#### Task requirements:
Every entry must be given again exactly as it is written.

(Data under study Opens)

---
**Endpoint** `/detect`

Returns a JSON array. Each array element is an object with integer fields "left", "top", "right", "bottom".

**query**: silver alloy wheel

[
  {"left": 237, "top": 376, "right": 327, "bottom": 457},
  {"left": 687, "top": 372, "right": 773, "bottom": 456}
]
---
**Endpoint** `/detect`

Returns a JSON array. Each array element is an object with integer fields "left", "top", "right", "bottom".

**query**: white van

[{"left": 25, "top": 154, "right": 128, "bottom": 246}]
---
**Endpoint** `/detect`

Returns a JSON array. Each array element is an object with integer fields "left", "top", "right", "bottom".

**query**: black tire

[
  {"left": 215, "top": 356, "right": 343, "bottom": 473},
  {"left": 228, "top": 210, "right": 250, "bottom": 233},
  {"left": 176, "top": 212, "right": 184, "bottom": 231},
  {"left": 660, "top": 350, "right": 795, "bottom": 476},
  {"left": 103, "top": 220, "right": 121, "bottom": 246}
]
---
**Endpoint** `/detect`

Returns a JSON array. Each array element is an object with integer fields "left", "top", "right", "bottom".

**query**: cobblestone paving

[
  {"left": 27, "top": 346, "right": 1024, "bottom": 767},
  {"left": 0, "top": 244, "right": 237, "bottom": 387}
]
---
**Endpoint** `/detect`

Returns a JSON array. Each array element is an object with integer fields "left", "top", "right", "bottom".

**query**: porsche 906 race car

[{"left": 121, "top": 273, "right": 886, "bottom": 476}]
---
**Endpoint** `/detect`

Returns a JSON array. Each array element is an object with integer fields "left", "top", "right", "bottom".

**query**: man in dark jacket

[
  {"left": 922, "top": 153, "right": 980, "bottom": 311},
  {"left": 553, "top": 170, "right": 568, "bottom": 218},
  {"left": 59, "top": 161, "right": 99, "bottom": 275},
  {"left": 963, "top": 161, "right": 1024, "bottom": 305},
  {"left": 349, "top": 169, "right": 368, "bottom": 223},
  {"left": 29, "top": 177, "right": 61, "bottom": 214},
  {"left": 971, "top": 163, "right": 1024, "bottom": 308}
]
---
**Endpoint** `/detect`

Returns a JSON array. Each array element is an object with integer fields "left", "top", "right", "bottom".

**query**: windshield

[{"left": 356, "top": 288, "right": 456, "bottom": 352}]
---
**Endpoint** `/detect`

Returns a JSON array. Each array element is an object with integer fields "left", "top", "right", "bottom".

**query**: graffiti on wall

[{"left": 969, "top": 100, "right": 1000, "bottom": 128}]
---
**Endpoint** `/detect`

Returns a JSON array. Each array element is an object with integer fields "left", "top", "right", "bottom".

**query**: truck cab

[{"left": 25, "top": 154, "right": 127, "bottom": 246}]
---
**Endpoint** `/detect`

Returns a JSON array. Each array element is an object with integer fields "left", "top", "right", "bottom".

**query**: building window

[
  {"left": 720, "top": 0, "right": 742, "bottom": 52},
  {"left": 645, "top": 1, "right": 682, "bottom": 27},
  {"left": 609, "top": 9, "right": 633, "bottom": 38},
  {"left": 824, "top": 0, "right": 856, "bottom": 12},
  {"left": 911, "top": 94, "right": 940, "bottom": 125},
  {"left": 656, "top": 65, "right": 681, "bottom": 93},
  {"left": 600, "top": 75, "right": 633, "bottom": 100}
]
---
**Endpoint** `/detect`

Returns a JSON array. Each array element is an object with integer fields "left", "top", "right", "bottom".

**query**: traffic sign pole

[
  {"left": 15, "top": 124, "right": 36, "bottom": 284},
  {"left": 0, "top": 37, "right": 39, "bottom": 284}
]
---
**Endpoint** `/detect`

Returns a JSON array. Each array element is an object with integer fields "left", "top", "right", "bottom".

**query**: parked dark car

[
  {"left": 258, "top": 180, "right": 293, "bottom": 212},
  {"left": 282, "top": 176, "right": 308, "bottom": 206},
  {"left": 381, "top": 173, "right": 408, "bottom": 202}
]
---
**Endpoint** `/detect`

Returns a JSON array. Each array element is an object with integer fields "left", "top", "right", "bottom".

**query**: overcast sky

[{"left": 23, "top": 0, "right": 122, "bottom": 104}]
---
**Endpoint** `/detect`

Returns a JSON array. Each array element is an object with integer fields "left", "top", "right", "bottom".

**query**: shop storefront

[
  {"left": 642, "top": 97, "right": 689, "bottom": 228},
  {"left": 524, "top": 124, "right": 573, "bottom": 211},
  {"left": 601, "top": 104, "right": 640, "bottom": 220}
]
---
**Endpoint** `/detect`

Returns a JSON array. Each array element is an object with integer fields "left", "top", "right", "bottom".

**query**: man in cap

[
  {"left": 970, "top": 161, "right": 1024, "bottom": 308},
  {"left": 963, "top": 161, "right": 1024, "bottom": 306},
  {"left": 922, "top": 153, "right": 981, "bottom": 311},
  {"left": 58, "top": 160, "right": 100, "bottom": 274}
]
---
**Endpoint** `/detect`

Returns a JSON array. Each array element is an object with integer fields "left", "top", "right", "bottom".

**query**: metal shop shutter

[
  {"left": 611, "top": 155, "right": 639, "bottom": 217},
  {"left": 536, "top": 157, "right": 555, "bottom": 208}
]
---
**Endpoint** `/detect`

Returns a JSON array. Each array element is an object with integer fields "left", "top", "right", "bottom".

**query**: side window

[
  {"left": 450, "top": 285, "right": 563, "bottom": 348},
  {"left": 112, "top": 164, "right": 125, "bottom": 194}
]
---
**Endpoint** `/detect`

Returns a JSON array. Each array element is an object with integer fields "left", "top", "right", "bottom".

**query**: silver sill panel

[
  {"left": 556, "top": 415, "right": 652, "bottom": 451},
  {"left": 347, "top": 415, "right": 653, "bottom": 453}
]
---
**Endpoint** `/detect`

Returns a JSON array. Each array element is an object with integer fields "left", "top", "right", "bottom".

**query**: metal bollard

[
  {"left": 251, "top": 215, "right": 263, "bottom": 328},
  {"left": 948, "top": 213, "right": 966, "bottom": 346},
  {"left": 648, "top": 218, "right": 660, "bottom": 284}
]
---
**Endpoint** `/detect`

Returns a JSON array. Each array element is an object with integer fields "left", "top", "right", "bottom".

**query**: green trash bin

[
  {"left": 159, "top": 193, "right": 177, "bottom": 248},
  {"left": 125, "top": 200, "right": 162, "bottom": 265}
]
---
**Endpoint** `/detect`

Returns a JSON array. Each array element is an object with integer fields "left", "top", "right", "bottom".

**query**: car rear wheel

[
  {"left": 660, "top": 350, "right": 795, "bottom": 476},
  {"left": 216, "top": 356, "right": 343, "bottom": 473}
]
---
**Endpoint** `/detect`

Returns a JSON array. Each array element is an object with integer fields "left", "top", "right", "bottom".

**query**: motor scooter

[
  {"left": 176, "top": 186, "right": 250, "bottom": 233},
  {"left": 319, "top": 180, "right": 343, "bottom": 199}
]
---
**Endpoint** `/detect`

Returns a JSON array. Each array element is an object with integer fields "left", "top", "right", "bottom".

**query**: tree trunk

(Data under study Closes)

#### Solution to this exercise:
---
**Endpoint** `/detect`

Returns a JSON array. Each array element is an object with integer fields "left", "top", "right", "bottom".

**query**: silver alloy wheel

[
  {"left": 237, "top": 376, "right": 327, "bottom": 457},
  {"left": 687, "top": 372, "right": 773, "bottom": 456}
]
---
**Endpoint** `/detect`

Returns a JSON array. Each array element is an object with integer fields "left", "top", "right", "bottom".

**query**: white van

[{"left": 25, "top": 154, "right": 128, "bottom": 246}]
---
**Endpoint** `/detect`

Returns a JSON array. Each array element is an object with integer fields "left", "top", "right", "bottom".

**query**: black tire

[
  {"left": 215, "top": 356, "right": 343, "bottom": 473},
  {"left": 228, "top": 210, "right": 250, "bottom": 233},
  {"left": 176, "top": 212, "right": 184, "bottom": 231},
  {"left": 660, "top": 350, "right": 795, "bottom": 476},
  {"left": 103, "top": 220, "right": 121, "bottom": 246}
]
---
**Endpoint** `/detect`

Returns a JSON array. Each array element is an object with integer fields "left", "top", "right", "bottom".

**query**: cobblestone paving

[
  {"left": 27, "top": 346, "right": 1024, "bottom": 767},
  {"left": 0, "top": 244, "right": 237, "bottom": 387}
]
---
**Endpoint** `/detect`

Returns a JSON array. Each array element is an object with integer fields "left", "top", "right", "bottom".

**query**: porsche 906 race car

[{"left": 121, "top": 273, "right": 886, "bottom": 476}]
---
**Endpoint** `/detect`

Returns a JSON array. Each array element is an object with integer fields "left", "top", "right", "bottom".

**query**: man in dark jacket

[
  {"left": 922, "top": 153, "right": 980, "bottom": 311},
  {"left": 553, "top": 170, "right": 568, "bottom": 218},
  {"left": 59, "top": 161, "right": 99, "bottom": 275},
  {"left": 963, "top": 161, "right": 1024, "bottom": 305},
  {"left": 349, "top": 169, "right": 368, "bottom": 223},
  {"left": 29, "top": 177, "right": 61, "bottom": 214},
  {"left": 971, "top": 163, "right": 1024, "bottom": 308}
]
---
**Endpoint** `/detect`

Returns a JSON array. Each array element is an object with integer fields "left", "top", "right", "bottom".

**query**: windshield

[{"left": 356, "top": 288, "right": 456, "bottom": 352}]
---
**Endpoint** `/detect`

Returns a JSON array. Each array element is an object with integer fields "left", "top", "right", "bottom".

**query**: graffiti on wall

[{"left": 969, "top": 100, "right": 1000, "bottom": 128}]
---
**Endpoint** `/detect`

Returns a JSON array. Each array element is an object with integer fields "left", "top", "right", "bottom".

**query**: truck cab

[{"left": 25, "top": 154, "right": 127, "bottom": 246}]
---
**Endpoint** `/detect`

Returns a JSON array. Each array element is an object with integer fields "left", "top", "right", "bottom".

**query**: building window

[
  {"left": 720, "top": 0, "right": 742, "bottom": 52},
  {"left": 645, "top": 1, "right": 682, "bottom": 27},
  {"left": 609, "top": 9, "right": 633, "bottom": 38},
  {"left": 824, "top": 0, "right": 856, "bottom": 12},
  {"left": 911, "top": 94, "right": 940, "bottom": 125},
  {"left": 656, "top": 65, "right": 681, "bottom": 93},
  {"left": 600, "top": 75, "right": 633, "bottom": 100}
]
---
**Endpoint** `/detect`

Returns a JSON array. Each array element is an object with integer fields "left", "top", "right", "bottom".

**query**: traffic sign pole

[
  {"left": 15, "top": 124, "right": 36, "bottom": 284},
  {"left": 0, "top": 37, "right": 39, "bottom": 284}
]
---
**Endpoint** `/detect`

Returns a JSON array. Each array element is an object with integer fields "left", "top", "right", "bottom".

**query**: parked dark car

[
  {"left": 258, "top": 180, "right": 293, "bottom": 212},
  {"left": 282, "top": 176, "right": 308, "bottom": 206},
  {"left": 381, "top": 173, "right": 408, "bottom": 202}
]
---
**Endpoint** `/detect`

Returns a JSON array. Each array element is an object with integer fields "left", "top", "right", "bottom".

**query**: overcast sky

[{"left": 23, "top": 0, "right": 122, "bottom": 104}]
---
**Endpoint** `/detect`

Returns a JSON array. Each array element is an object with integer fields "left", "top", "right", "bottom".

**query**: shop storefront

[
  {"left": 642, "top": 97, "right": 689, "bottom": 228},
  {"left": 524, "top": 124, "right": 573, "bottom": 211},
  {"left": 601, "top": 104, "right": 640, "bottom": 220}
]
---
**Endpoint** `/detect`

Returns a JSON array. Each array element is an object with integer fields "left", "top", "right", "bottom".

**query**: man in cap

[
  {"left": 970, "top": 161, "right": 1024, "bottom": 308},
  {"left": 963, "top": 161, "right": 1024, "bottom": 306},
  {"left": 922, "top": 153, "right": 981, "bottom": 311},
  {"left": 58, "top": 160, "right": 100, "bottom": 274}
]
---
**Endpoint** `/detect`

Returns a JSON array. Each array element is an object with integer fields "left", "top", "right", "bottom".

**query**: metal shop shutter

[
  {"left": 611, "top": 155, "right": 639, "bottom": 217},
  {"left": 536, "top": 157, "right": 555, "bottom": 208}
]
---
**Endpoint** `/detect`

Returns a JSON array. Each array element is an object with integer fields "left", "top", "right", "bottom".

**query**: side window

[
  {"left": 450, "top": 285, "right": 563, "bottom": 348},
  {"left": 112, "top": 164, "right": 125, "bottom": 194}
]
---
**Endpoint** `/detect`

Returns a JSON array. Each array element is an object with integer fields "left", "top", "right", "bottom".

**query**: silver sill panel

[
  {"left": 556, "top": 415, "right": 652, "bottom": 451},
  {"left": 347, "top": 415, "right": 653, "bottom": 453}
]
---
**Endpoint** `/detect`

Returns a JSON array. Each array element is an object with integer fields "left", "top", "right", "bottom".

**query**: metal bollard

[
  {"left": 251, "top": 215, "right": 263, "bottom": 328},
  {"left": 948, "top": 213, "right": 966, "bottom": 346},
  {"left": 648, "top": 218, "right": 660, "bottom": 284}
]
---
**Endpoint** `/detect`

Returns a JSON array. Each array element is an object with integer fields "left", "top", "right", "bottom".

**query**: green trash bin

[
  {"left": 159, "top": 193, "right": 177, "bottom": 248},
  {"left": 125, "top": 200, "right": 162, "bottom": 265}
]
---
**Endpoint** `/detect`

Returns a JSON array. Each array element is an object with integer fields "left", "top", "right", "bottom".

**query**: car rear wheel

[
  {"left": 660, "top": 350, "right": 795, "bottom": 476},
  {"left": 216, "top": 356, "right": 343, "bottom": 473}
]
---
**Endpoint** `/detect`

Returns a JSON array. Each array element is an object with integer fields "left", "top", "right", "bottom".

**query**: motor scooter

[
  {"left": 176, "top": 186, "right": 250, "bottom": 233},
  {"left": 319, "top": 180, "right": 343, "bottom": 199}
]
---
**Endpoint** `/detect`

Returns a JSON array. Each array element is an object with integer fields "left", "top", "right", "bottom".

**query**: tree trunk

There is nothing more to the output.